▶ What to do: Below are records to be transcribed exactly; any pictures should be left out.

▶ Dataset records:

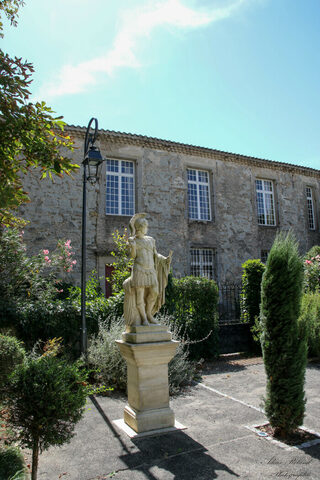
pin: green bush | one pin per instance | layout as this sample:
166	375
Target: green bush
12	462
309	321
12	354
283	343
313	252
42	320
192	303
312	270
103	355
110	368
250	297
46	398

▶ Reply to the exercise:
pin: green bush | one pin per instance | layout as this sample:
166	375
Target: green bush
12	462
309	321
12	354
283	343
313	252
42	320
192	303
312	270
103	355
110	368
250	297
46	398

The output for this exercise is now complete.